**Prompt A**
In the records, rewrite the lines between the line holding "to locate farmhouse" and the line holding "[4,131,272,893]", inclusive. Include the requests, multiply every bounding-box coordinate in the answers by 1.1, round to whole numbers with halves rounded up, and leave the pictures out.

**Extract provided**
<<<<

Sliding-Window Attention (SWA)

Introduced by Longformer [3] and used in Mistral 7B v0.1 [4], sliding-window attention attempts to alleviate the $O(n^2)$ complexity of the standard self-attention by restricting the attention for a given query to a local window of size $w$. The window is centered around the query, and the attention is computed only for the tokens within the window. So, a token at position $i$ in $Q$ can attend to tokens in the range $[i-w, i+w]$ in $K$. The computational complexity of SWA is $O(n \times w)$., which scales linearly with the input sequence length and the window size. To make this pattern efficient, $w$ should be small compared to $n$. With multiple stacked layers, the overall receptive field can be increased., analogous to CNNs where stacking layers of small kernels leads to high level features that are built from a large portion of the input. In this case, with a transformer of layers, the receptive field size is $l \times w$ (assuming $w$ is fixed for all layers).

  def chunk(hidden_states: torch.Tensor, window_overlap):
    """convert into overlapping chunks. Chunk size = 2w, overlap = w"""
    bsz, seq_len, dim = hidden_states.size()
    chunk_size = [
        bsz,
        # n_chunks
        torch.div(seq_len, window_overlap, rounding_mode="trunc") - 1,
        2 * window_overlap,
        dim,
    ]
    overlapping_chunks = torch.empty(
        chunk_size, dtype=hidden_states.dtype, device=hidden_states.device
    )
    for i in range(overlapping_chunks.size(1)):
        overlapping_chunks[:, i] = hidden_states[
            :, i * window_overlap : i * window_overlap + 2 * window_overlap
        ]
    return overlapping_chunks

  def sliding_window(
    x: torch.Tensor,
    window_size: int,
    step: int | None = None,
    seq_dim: int = 1,
):
    """Slide a window of size `window_size` with step `step` over `x` at dimension `seq_dim`.

    Args:
        x: input tensor
        window_size: size of the window
        step: step of the sliding window. If None, step is equal to `window_size`
        seq_dim: dimension where the sliding window should be applied

    Returns:

    """
    if step is None:
        step = window_size
    if step < 1:
        raise ValueError("`step` must be a positive integer")

    if window_size < 1:
        raise ValueError("`window_size` must be a positive integer")

    if window_size > x.size(seq_dim):
        raise ValueError(
            "`window_size` must be less than the size of the sequence dimension"
        )

>>>>

**Supplied material**
<<<<

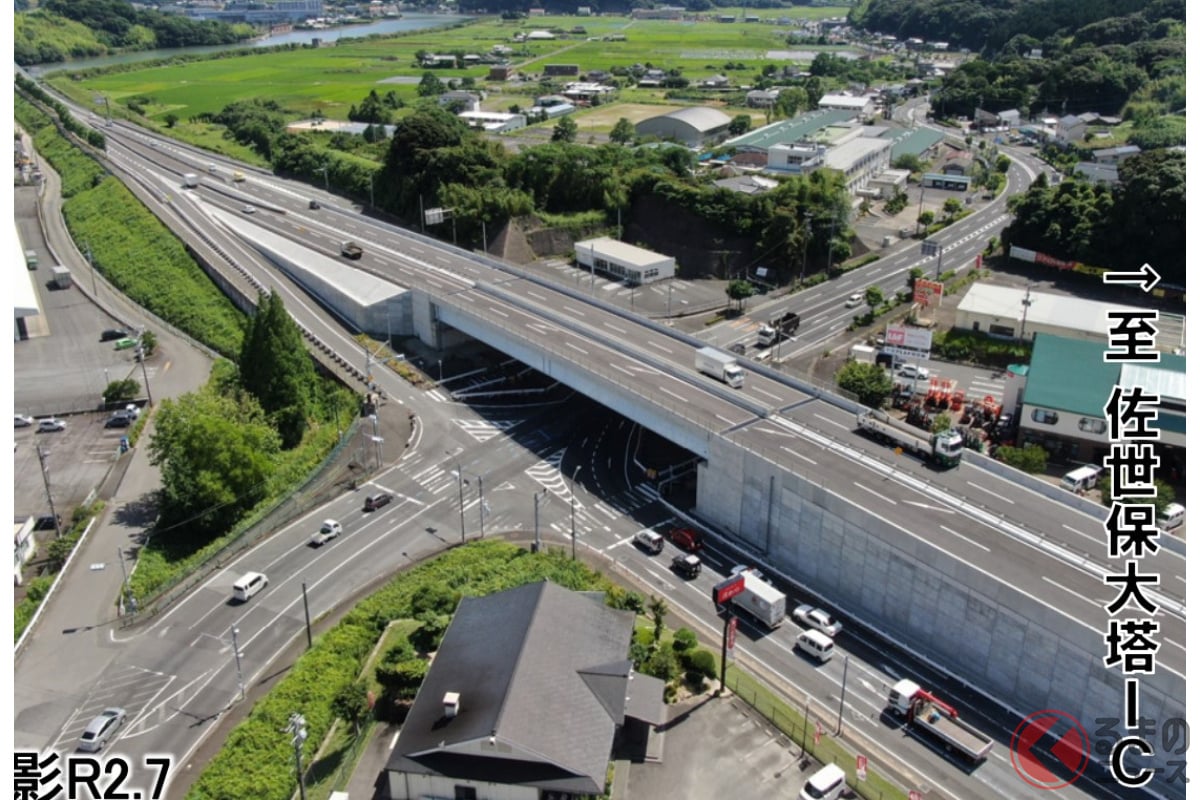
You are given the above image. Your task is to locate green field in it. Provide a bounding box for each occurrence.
[50,8,846,121]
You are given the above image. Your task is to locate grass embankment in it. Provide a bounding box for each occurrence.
[16,87,353,614]
[187,540,906,800]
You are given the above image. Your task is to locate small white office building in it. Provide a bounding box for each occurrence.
[575,236,676,285]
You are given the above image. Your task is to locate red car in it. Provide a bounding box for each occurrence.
[671,528,704,553]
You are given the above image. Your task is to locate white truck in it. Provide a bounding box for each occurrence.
[757,311,800,347]
[733,570,787,627]
[888,678,995,764]
[858,410,962,469]
[696,348,746,389]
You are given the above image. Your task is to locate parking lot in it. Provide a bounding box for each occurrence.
[625,694,820,800]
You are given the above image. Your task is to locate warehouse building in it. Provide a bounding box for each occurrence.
[575,236,676,285]
[636,106,733,148]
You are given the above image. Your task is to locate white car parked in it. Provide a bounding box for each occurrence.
[310,519,342,547]
[792,603,841,639]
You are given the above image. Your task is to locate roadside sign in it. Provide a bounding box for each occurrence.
[713,575,746,608]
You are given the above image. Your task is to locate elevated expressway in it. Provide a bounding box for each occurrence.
[98,122,1186,791]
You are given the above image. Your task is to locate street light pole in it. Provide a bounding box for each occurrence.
[287,714,308,800]
[229,625,246,699]
[475,475,484,539]
[533,489,546,553]
[571,464,583,561]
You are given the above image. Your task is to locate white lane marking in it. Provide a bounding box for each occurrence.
[854,481,899,505]
[780,447,817,467]
[967,481,1013,505]
[938,525,991,553]
[1042,576,1100,606]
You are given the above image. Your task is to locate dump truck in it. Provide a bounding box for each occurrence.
[758,311,800,347]
[888,678,995,764]
[858,410,962,469]
[733,570,787,627]
[696,348,746,389]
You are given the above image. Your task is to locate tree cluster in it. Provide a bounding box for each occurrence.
[1004,150,1187,285]
[16,0,254,65]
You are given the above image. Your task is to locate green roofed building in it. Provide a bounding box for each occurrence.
[725,108,856,152]
[881,128,946,163]
[1020,333,1187,465]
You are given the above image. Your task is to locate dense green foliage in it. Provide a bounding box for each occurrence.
[834,361,892,408]
[868,0,1186,127]
[1003,150,1187,285]
[150,381,280,536]
[848,0,1184,50]
[187,541,606,800]
[13,0,254,66]
[238,291,318,449]
[16,90,244,355]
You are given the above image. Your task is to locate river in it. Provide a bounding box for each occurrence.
[25,14,472,78]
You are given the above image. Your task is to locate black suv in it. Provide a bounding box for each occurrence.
[362,492,391,511]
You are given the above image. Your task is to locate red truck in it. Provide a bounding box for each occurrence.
[671,528,704,553]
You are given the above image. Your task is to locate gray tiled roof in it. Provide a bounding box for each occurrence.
[388,582,634,793]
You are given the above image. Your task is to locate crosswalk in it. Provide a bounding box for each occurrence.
[454,420,523,444]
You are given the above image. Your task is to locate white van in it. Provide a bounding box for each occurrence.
[1062,464,1104,494]
[233,572,268,602]
[1156,503,1184,530]
[804,764,846,800]
[796,628,833,663]
[634,530,662,553]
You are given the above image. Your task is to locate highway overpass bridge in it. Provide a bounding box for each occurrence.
[145,142,1186,796]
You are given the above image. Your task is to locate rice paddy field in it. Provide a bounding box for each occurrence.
[50,7,846,128]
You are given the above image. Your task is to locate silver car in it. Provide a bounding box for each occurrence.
[79,708,125,753]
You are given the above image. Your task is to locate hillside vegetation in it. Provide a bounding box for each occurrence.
[13,0,254,66]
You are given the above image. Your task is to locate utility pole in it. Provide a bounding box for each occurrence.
[37,445,62,537]
[229,625,246,699]
[533,489,546,553]
[137,328,154,407]
[571,464,583,561]
[287,714,308,800]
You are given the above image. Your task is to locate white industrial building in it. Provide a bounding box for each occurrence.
[824,136,895,194]
[635,106,733,148]
[954,282,1145,342]
[458,112,527,133]
[817,95,875,119]
[575,236,676,285]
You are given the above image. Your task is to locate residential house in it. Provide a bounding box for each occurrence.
[746,89,779,108]
[1055,114,1087,144]
[386,581,666,800]
[1092,144,1141,164]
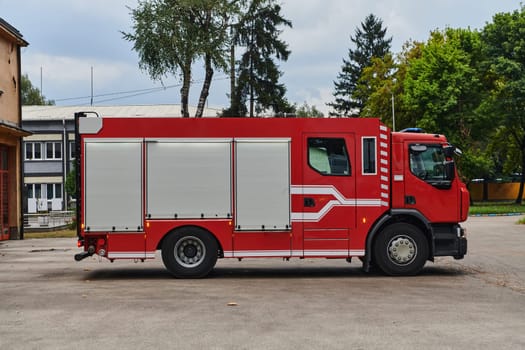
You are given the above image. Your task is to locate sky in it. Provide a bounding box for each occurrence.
[0,0,523,114]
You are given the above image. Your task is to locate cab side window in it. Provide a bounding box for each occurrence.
[308,137,352,176]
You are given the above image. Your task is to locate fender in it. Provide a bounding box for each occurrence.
[363,209,434,272]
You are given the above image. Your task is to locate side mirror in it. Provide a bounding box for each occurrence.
[445,161,456,181]
[410,144,427,153]
[443,145,456,158]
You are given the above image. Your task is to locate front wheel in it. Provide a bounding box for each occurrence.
[374,223,429,276]
[162,227,218,278]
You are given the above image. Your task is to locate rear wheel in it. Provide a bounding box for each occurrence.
[374,223,429,276]
[162,227,218,278]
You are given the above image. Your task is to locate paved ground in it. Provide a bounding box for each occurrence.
[0,217,525,350]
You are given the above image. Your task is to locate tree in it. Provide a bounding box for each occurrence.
[295,102,324,118]
[481,6,525,204]
[20,74,55,106]
[358,42,423,130]
[122,0,233,117]
[403,28,493,182]
[328,14,392,116]
[230,0,293,117]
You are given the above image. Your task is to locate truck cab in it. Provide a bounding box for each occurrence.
[371,130,470,275]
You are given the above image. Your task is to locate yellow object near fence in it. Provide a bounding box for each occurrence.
[469,182,525,201]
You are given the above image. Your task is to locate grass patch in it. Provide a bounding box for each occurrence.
[24,230,77,239]
[469,202,525,215]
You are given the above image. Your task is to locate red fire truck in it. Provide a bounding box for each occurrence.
[75,113,469,278]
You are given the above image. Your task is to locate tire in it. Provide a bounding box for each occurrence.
[162,227,218,278]
[373,223,429,276]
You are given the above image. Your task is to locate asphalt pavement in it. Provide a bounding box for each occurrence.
[0,217,525,350]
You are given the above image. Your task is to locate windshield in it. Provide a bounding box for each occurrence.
[410,145,454,187]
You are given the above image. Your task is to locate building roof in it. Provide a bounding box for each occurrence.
[0,17,29,46]
[22,105,221,121]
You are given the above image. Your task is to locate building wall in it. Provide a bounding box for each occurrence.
[0,19,29,240]
[22,118,74,214]
[0,29,20,125]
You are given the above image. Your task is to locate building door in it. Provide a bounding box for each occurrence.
[0,146,9,240]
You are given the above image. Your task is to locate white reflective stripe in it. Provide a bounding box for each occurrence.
[290,185,384,222]
[108,251,155,259]
[304,249,348,256]
[224,249,365,258]
[232,250,291,258]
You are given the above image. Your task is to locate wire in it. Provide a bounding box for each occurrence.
[54,76,230,106]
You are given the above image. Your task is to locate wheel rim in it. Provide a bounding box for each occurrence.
[174,236,206,268]
[387,235,417,266]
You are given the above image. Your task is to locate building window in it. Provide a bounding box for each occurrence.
[308,137,352,176]
[46,142,62,159]
[362,137,377,175]
[26,142,42,160]
[69,141,75,159]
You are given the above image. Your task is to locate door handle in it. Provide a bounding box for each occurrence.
[304,197,315,207]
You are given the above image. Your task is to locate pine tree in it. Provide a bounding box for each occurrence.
[223,0,293,117]
[328,14,392,116]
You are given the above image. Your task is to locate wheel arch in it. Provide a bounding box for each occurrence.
[157,225,224,258]
[363,209,434,271]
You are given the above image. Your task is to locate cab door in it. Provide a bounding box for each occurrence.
[294,133,356,257]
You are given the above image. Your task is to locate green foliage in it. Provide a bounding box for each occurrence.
[230,0,293,117]
[482,6,525,203]
[20,74,55,106]
[328,14,392,116]
[295,102,324,118]
[122,0,233,117]
[404,28,482,147]
[65,162,77,198]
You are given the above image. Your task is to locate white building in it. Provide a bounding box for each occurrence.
[22,105,221,213]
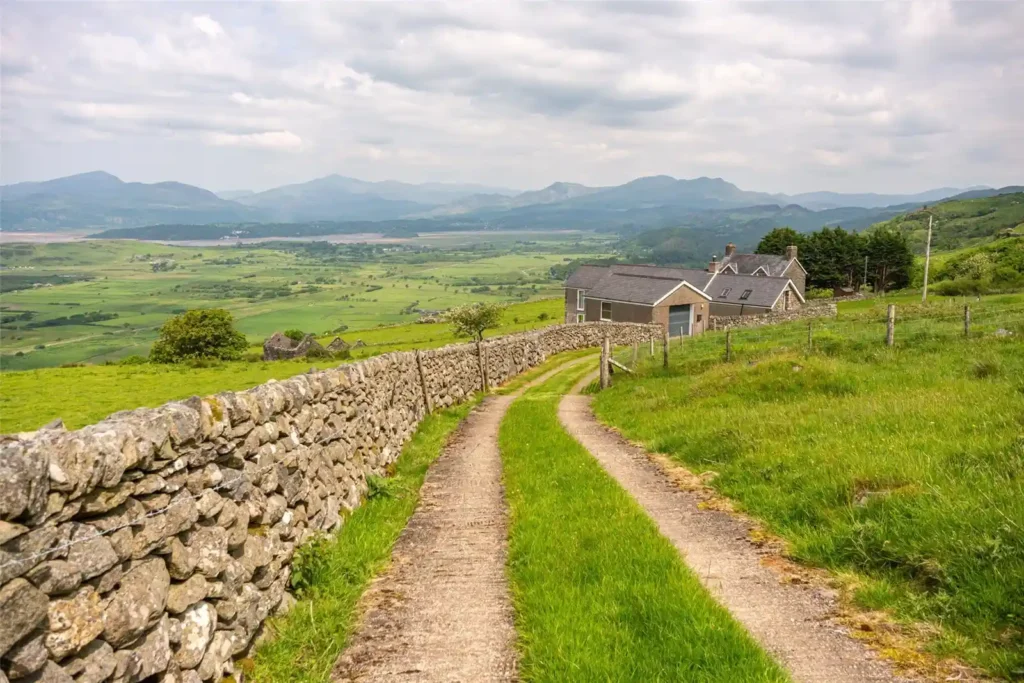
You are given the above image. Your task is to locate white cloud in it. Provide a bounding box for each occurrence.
[0,1,1024,191]
[193,14,224,38]
[206,130,302,152]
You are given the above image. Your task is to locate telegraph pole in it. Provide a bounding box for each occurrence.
[921,213,932,303]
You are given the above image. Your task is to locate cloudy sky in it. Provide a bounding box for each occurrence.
[0,0,1024,193]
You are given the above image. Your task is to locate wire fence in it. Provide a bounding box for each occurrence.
[611,299,1024,370]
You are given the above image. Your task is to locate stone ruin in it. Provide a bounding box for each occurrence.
[263,332,325,360]
[0,323,662,683]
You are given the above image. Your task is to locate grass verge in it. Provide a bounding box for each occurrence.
[500,368,788,681]
[248,399,478,682]
[595,331,1024,680]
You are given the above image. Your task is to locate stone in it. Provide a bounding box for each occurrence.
[0,523,71,584]
[193,631,234,681]
[62,640,118,683]
[167,538,199,581]
[167,573,207,614]
[0,579,49,656]
[0,521,29,546]
[3,631,50,680]
[174,602,217,669]
[68,524,120,580]
[125,615,173,680]
[45,586,103,661]
[184,526,230,579]
[19,660,75,683]
[103,559,171,647]
[0,441,50,521]
[25,560,82,595]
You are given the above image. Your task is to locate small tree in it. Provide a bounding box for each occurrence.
[150,308,249,362]
[444,303,505,341]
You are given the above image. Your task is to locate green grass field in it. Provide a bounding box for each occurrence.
[500,360,787,681]
[0,299,563,433]
[595,295,1024,679]
[0,236,606,371]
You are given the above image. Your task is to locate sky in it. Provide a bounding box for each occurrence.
[0,0,1024,193]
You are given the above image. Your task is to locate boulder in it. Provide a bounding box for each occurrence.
[0,579,49,656]
[4,631,50,680]
[45,586,103,661]
[174,602,217,669]
[103,558,171,647]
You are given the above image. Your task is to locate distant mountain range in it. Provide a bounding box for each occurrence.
[0,171,999,233]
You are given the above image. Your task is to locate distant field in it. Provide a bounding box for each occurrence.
[0,299,562,433]
[0,234,607,371]
[595,295,1024,680]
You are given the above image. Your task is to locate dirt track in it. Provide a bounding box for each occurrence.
[558,376,906,683]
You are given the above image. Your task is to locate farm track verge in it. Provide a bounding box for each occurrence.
[558,375,905,683]
[333,358,584,681]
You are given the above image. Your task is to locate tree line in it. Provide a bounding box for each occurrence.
[756,227,913,292]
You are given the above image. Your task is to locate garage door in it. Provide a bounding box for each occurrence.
[669,303,690,337]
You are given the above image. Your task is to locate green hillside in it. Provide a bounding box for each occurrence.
[871,193,1024,253]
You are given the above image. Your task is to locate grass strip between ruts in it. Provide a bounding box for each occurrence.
[500,360,788,681]
[244,398,479,683]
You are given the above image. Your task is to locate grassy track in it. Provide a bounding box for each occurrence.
[245,401,476,683]
[595,315,1024,679]
[501,368,786,681]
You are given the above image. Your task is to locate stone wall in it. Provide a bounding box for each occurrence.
[709,299,838,330]
[0,323,660,683]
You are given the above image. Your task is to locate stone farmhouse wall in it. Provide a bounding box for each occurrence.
[710,300,839,330]
[0,323,660,683]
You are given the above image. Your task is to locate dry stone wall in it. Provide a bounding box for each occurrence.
[0,323,660,683]
[710,300,839,330]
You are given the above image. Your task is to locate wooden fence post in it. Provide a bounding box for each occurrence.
[416,349,434,415]
[662,328,669,368]
[476,342,487,391]
[886,303,896,346]
[601,335,610,389]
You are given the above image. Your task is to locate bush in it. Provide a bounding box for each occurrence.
[150,308,249,362]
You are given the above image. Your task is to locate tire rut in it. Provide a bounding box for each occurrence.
[558,375,908,683]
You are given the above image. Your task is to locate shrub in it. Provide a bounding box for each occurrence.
[150,308,249,362]
[444,303,505,341]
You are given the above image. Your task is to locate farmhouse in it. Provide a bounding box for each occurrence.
[565,244,806,336]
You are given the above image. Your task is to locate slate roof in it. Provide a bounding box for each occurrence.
[587,271,696,305]
[706,272,800,308]
[565,265,608,290]
[719,254,791,278]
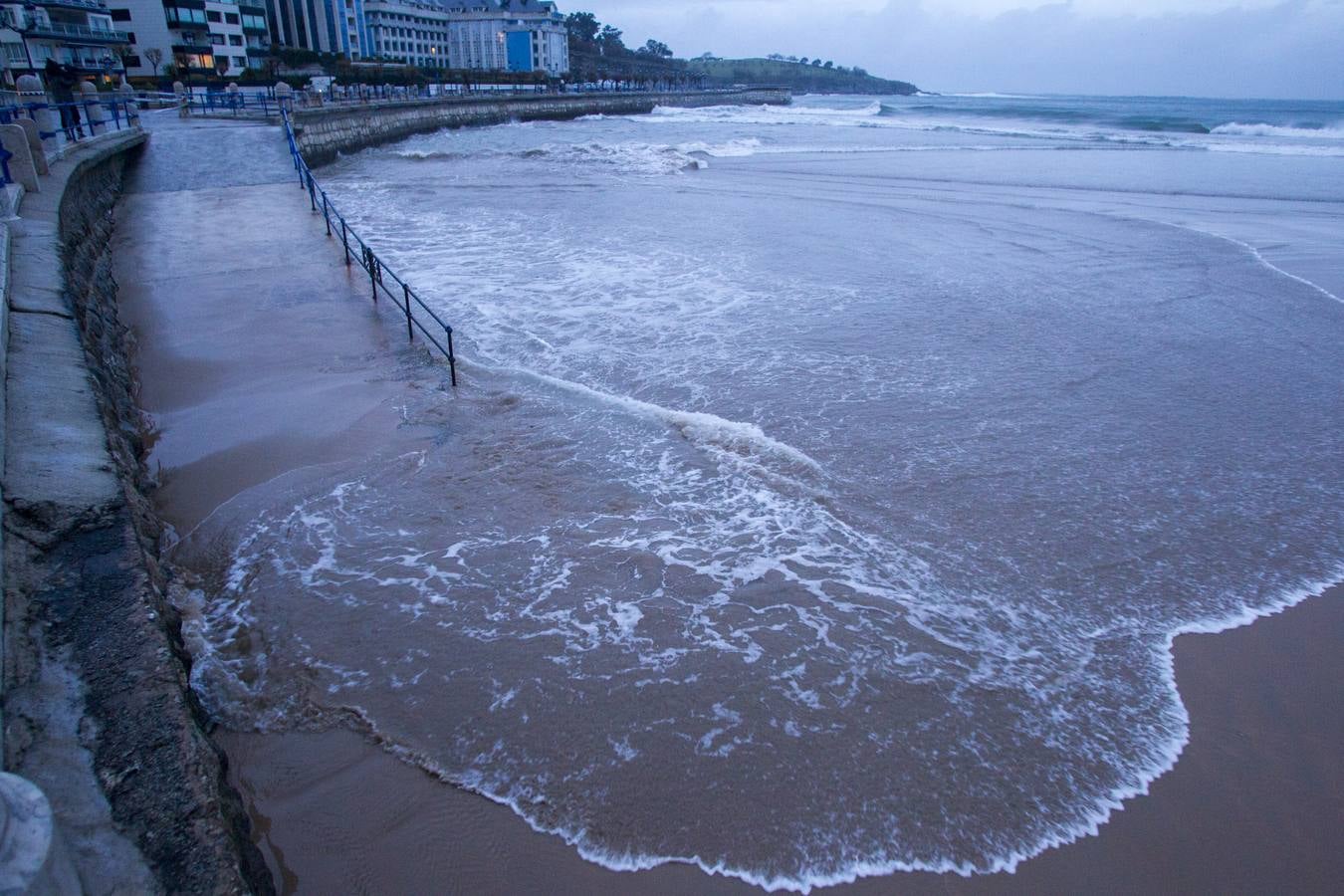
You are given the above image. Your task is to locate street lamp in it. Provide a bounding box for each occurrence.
[9,3,38,76]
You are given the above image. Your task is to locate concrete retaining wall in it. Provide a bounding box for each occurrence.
[292,89,791,166]
[4,131,272,893]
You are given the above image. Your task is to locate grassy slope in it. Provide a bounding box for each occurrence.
[690,59,918,96]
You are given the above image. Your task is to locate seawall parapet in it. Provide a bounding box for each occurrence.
[292,88,791,165]
[3,130,270,893]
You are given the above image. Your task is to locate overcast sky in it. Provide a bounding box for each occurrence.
[577,0,1344,100]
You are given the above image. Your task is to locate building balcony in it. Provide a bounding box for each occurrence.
[27,22,130,46]
[32,0,108,15]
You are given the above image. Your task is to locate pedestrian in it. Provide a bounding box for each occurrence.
[46,59,84,139]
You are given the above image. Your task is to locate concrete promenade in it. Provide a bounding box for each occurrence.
[292,88,793,165]
[114,115,438,535]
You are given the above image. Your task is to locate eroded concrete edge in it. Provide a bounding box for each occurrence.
[3,131,272,893]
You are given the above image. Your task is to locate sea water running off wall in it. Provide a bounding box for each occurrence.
[181,97,1344,889]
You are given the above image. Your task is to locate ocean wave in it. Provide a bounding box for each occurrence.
[1211,120,1344,139]
[392,141,720,174]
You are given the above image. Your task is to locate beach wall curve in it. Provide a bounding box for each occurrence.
[291,88,791,166]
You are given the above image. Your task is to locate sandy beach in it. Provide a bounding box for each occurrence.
[212,588,1344,895]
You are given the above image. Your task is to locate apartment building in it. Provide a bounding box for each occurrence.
[0,0,127,85]
[111,0,272,78]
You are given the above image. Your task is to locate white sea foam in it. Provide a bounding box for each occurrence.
[1210,122,1344,141]
[1163,222,1344,303]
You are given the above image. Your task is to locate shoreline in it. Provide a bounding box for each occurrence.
[222,584,1344,896]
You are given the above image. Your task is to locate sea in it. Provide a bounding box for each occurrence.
[185,94,1344,892]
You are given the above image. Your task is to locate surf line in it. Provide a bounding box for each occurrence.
[1156,218,1344,305]
[458,360,822,473]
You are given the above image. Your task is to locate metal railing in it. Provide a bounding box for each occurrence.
[280,104,457,388]
[0,92,139,184]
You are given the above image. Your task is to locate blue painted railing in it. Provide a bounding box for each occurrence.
[0,94,139,184]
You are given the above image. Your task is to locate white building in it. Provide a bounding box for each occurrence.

>>>>

**Prompt B**
Answer these questions about the sliding-window attention excerpt:
(i) Which model introduced sliding-window attention?
(ii) What computational complexity does the excerpt give for SWA?
(iii) According to the docstring of the `chunk` function, what are the chunk size and the overlap?

**Expected output A**
You are given the above image. Your task is to locate farmhouse in it. Provide a bounding box for each occurrence.
[622,268,887,370]
You are given the above image. Your task is to locate slate roof in it. Provide a bounding box for each occurrence.
[646,298,766,336]
[777,299,880,339]
[622,292,669,319]
[791,279,870,306]
You are given the above image. Your task is to locate street lamp in it. Provide a bounding box for each occurrence.
[10,3,42,84]
You are given the above image. Your task is to locate concrete retaining wall in it. Provide a bounding box for each occurrence.
[321,98,870,183]
[4,144,299,982]

**Expected output B**
(i) Longformer
(ii) $O(n \times w)$
(iii) Chunk size = 2w, overlap = w